Can you write out the records below again, swapping every "Practice step" for "Exercise" and changing nothing else? Leave the pictures out.

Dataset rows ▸

#####

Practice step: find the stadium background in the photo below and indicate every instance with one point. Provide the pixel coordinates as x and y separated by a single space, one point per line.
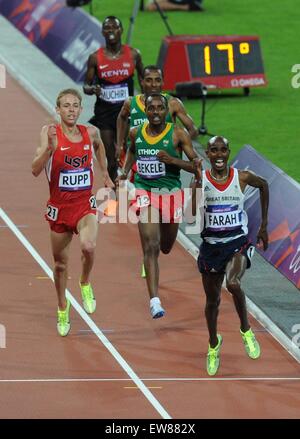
268 118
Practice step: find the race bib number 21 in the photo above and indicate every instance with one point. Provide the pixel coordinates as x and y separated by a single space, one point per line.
52 212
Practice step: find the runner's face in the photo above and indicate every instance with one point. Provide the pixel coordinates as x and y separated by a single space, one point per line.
156 111
152 82
218 155
112 31
69 109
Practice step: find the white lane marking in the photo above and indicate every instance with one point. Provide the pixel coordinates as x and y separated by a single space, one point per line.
71 380
124 365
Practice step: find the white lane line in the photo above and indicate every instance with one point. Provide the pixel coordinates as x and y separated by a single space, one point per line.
78 380
124 365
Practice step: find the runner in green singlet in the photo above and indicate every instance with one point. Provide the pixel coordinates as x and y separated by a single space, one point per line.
157 147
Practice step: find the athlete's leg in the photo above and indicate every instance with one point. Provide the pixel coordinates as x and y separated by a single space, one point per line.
150 237
109 138
87 228
234 271
212 283
168 234
60 243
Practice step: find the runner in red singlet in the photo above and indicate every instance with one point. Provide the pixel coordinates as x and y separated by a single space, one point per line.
109 76
66 154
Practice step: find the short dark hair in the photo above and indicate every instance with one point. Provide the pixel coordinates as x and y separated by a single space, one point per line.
215 139
68 91
157 95
152 67
112 17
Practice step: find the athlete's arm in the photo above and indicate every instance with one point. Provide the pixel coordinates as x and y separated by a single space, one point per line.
177 110
138 64
88 87
99 151
251 179
182 141
48 142
122 125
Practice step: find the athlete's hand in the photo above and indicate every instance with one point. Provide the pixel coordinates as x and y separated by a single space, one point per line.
164 157
96 89
52 136
262 238
197 165
107 181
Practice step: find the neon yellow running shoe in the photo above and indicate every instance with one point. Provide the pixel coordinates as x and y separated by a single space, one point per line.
251 344
143 272
213 360
88 299
63 320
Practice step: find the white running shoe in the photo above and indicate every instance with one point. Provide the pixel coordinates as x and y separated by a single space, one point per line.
156 310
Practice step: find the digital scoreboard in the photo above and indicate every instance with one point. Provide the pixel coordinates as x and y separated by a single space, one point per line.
216 61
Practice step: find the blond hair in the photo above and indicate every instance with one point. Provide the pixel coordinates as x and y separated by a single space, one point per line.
68 91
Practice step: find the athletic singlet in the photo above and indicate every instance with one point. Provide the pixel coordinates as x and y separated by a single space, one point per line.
153 175
70 168
137 111
115 76
224 216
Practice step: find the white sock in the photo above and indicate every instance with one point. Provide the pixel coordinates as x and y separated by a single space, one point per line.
154 301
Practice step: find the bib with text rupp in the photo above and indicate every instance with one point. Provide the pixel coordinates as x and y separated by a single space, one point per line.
75 179
114 93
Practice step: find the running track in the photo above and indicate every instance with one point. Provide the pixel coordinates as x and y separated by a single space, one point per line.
160 370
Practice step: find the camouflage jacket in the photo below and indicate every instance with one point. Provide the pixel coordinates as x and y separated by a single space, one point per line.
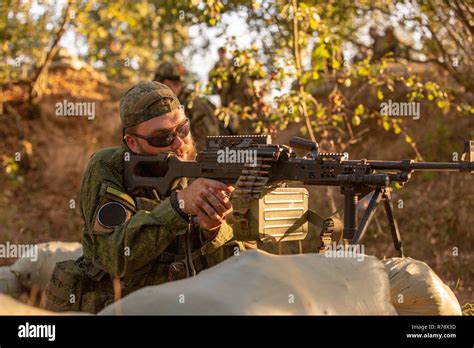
134 250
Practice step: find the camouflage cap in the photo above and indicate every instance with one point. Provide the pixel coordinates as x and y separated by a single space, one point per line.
144 101
170 71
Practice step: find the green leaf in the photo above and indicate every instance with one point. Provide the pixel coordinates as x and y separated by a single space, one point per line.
379 94
363 71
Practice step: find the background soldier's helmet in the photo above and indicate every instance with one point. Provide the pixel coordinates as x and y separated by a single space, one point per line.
144 101
169 71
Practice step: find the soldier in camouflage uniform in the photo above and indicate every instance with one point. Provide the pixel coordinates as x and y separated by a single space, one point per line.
135 239
199 110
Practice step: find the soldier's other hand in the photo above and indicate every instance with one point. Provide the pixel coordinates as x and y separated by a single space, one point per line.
206 199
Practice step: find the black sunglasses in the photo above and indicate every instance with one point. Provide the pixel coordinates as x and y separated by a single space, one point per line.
165 139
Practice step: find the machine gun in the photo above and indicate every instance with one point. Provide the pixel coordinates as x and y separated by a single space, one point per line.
255 167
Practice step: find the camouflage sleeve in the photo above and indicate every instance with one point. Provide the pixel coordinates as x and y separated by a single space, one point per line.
143 235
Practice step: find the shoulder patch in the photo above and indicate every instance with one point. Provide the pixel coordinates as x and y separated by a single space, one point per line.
121 195
112 215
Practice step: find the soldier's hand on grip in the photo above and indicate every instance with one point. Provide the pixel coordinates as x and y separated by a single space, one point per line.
206 199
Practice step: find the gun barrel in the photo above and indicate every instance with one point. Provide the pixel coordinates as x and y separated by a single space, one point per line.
409 165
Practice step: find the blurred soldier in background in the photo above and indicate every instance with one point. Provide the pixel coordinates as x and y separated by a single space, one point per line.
198 109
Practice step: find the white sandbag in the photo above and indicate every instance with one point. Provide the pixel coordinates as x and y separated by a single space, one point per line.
256 282
416 289
9 283
38 272
10 306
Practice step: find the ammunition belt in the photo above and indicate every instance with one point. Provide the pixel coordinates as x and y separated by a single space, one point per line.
249 186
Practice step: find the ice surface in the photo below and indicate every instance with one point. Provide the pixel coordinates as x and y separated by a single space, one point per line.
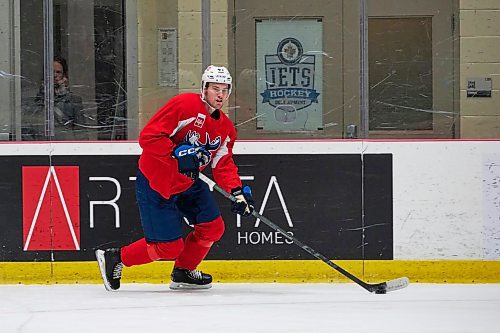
421 308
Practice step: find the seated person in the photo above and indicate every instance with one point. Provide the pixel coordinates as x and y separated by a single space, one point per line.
69 118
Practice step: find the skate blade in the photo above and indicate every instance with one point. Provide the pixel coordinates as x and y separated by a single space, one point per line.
188 286
99 254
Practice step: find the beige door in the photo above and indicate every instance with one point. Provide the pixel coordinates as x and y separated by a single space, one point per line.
297 109
411 69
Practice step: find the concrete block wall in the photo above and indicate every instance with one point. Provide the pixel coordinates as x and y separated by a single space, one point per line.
480 57
185 15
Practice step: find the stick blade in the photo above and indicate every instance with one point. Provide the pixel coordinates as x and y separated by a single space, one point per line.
397 284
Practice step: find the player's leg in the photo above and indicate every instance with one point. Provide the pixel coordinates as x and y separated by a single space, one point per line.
200 207
161 223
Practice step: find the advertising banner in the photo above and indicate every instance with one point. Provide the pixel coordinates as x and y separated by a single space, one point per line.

#####

Worked solution ▸
Exercise: find the stadium background in the photo below and indicate every instance with one point. Provide the pixel coordinates as x and y separated by a single space, one point per line.
268 118
Exercise: find the race bib number 21 in the photo above and indicate every instance with one point. Provide the pixel coordinates as x and y separated by a single space, one point per line.
52 212
Exercise: find the runner's face in the photo above and indicate every instance with one point. Provide the pixel coordinates as x and y separated by a single space, one point per line.
156 111
152 82
218 155
112 31
69 109
Exercise: find the white lane marking in the photo above and indicate every instance with one point. Provide the pixel coordinates as x and y separated by a single space, one point per line.
71 380
124 365
Exercise: find the white lane line in the photo above and indicate every instance with one point. Provide the pixel coordinates as x and y separated by a single space, one point per line.
78 380
124 365
Exercise: find the runner in green singlet in the photo above and indicate every instance with one point. Provide the pixel coordinates as x and y separated by a single space, one point per line.
157 147
Exercise: find the athlete's leg in the photo above and indicate every instance with one point. Provide the pixel coordinates as x and y separated by a single space, one point per line.
150 237
109 138
87 228
234 271
212 283
168 234
60 243
Exercise: find the runner in red singlet in the photo above and indicate every instance with one point. Provide the pixel coordinates as x and y separated by a single space, one point per line.
109 76
66 154
Exercise: find the short dark hair in the photo above and indicate every instance with one point. Provide the pixel coordinates as x and y separated by a single space, one point per line.
215 139
68 91
157 95
152 67
112 17
Exercise: find the athlete's arm in the photo above and indicate every instance with one point. Provide the pixel coordinates as x and y separated by a single space, one point per line.
177 110
138 64
88 87
99 151
251 179
182 141
48 142
122 125
Exercise: find the athlete's hand in the photo above and indicate every instance with one point. Provide the pixel coordinates as x and y separated by a single space, one point per line.
164 157
96 89
52 136
262 238
197 165
107 181
Exercise: find the neon yellow running shoe in the photo above and indicate every instance with one point. Provide the pixel coordinates as x and y separated by a single space, one point per line.
251 344
143 272
213 360
88 299
63 320
Exercise: find the white running shoe in the photo above and indicate every instance with one point. Provide the pixel coordinates as x and y separated by a single space, one point per line.
156 310
Exercise: find the digital scoreboard in the photo above and indicate every instance with one point. Provide the pixel coordinates as x and y separated by a single space, one point per line.
216 61
Exercise: find the blond hair in the photo above and indicate every instance with one point. Provide the pixel coordinates as x and y separated by a single space, one point per line.
68 91
Exercise: find the athletic singlet in the photo above and indicate every instance with one point. Provide the pixel coordinates as x and y separated by a single space, one point per line.
153 175
70 168
137 111
115 76
224 216
Exercise: find the white sock in the photo above and indicate every instance with one point. Provide the pixel coordinates as x and y separated by a single space, one point per line.
154 301
Exercise: find the bib with text rupp in the photo above and indicate every instance with one point. Provide the pixel coordinates as x and y separated by a single space, one point per line.
75 179
114 93
Exercise: find the running track in the photo above and indicate every instance with one point. Provide the pixel coordinates as x and y separated by a single space, one point per line.
160 370
Exercise: find the camouflage jacket in the photo below and indicate every instance with one point. Provide the pixel coordinates as x and y separated by a single space, one point per line.
134 250
Exercise: find the camouflage cap in the photo above and indicate every instance with one point. Provide the pixel coordinates as x and y separated by a single space, one point per line.
144 101
170 71
Exercise: find the green leaf in the photo above and indicate every instance with one point. Provide the pixel coordinates as x and y separated by a single space, one point per line.
379 94
363 71
Exercise: find the background soldier's helmet in the photo above and indicate every instance with one point. Provide the pixel coordinates as x and y separated by a single space, one point per line.
144 101
169 71
Exercise: find the soldier in camouflage uniform in the photo above and indicate every instance with one point. Provide the pixel coordinates as x and y separated by a single space, one point per line.
135 239
199 110
Exercise: find the soldier's other hand in the photo above and indicate every instance with one point. Provide the pixel coordinates as x and y separated by a single space, one point per line.
206 199
Exercise: find the black sunglasses in the photo above and indicate every instance with one point. Provide the pixel coordinates as x and y separated by a single space, one point per line.
165 139
Exercise: find the machine gun in the photo above and indicate every instance with one point. Provide the pixel coordinates as x and y separated by a single space, one point per line.
255 167
Exercise: find the camouflage sleeve in the photo above and indicate every instance with one point. Provide the pixel coordinates as x and y separated by a single space, one point per line.
143 235
Exercise: find the shoulder patch in the photo above and indicate every instance with one point. Provide the pixel coordinates as x and y separated by a single space, one point per line.
121 195
112 215
Exercise: find the soldier's hand on grip in the photo above and indicate every instance with one point. Provide the pixel coordinates as x and y separated by a single space, one point per line.
206 199
Exercise: find the gun barrel in the photo above and indicate every instance with one point. Provide the pixel coordinates as x and y separated by a single space, one point per line.
409 165
Exercise: find the blurred soldier in background in the photo above and indicate every instance with one point. Provide the pixel coordinates as x and y separated by a single space, one point per line.
198 109
Exercise: find the white sandbag in the photo above and indicate every instance with one point. Provide the pixel coordinates as x and y separated by a single space, one point per line.
256 282
416 289
9 283
38 272
10 306
Exercise: find the ammunition belt in the photo above and indicate every instance with one point. Provide the pixel coordinates as x and y separated by a single space, one point per line.
249 186
Exercise: find the ice surface in the photo below and indicate every instance with one point. Provide the pixel coordinates as x and y separated by a single space, one point per line.
421 308
Exercise: find the seated person in the photo above and indicate every instance with one point. Provide the pixel coordinates as x and y separated by a single space, one point per line.
69 118
Exercise: find the skate blade in the photo above and indicate every instance with one point. Provide the pixel coordinates as x and y separated by a single space, one point per line.
188 286
99 254
Exercise: find the beige door in the photo above and indicate every instance with one point. Provide the pixel coordinates as x and y separated by a single space, one point per line.
297 109
411 69
Exercise: find the concrete block wall in the photo above and indicate every instance with one point. Provide the pixel coordinates as x and y separated by a single space, one point per line.
480 57
185 15
Exercise: find the stick blade in the photo above and indicate every instance with one point. Provide the pixel coordinates as x and y separated by a single space, one point per line.
397 284
Exercise: find the player's leg in the photo above and indicate every instance with one point. Provide the pixel coordinates as x and y separated by a single space, one point per line.
200 207
161 223
Exercise: find the advertising banner in the photo above and indicate every instance with one point. Provide the pixel coordinates as x and y separated by a single space, one point per line.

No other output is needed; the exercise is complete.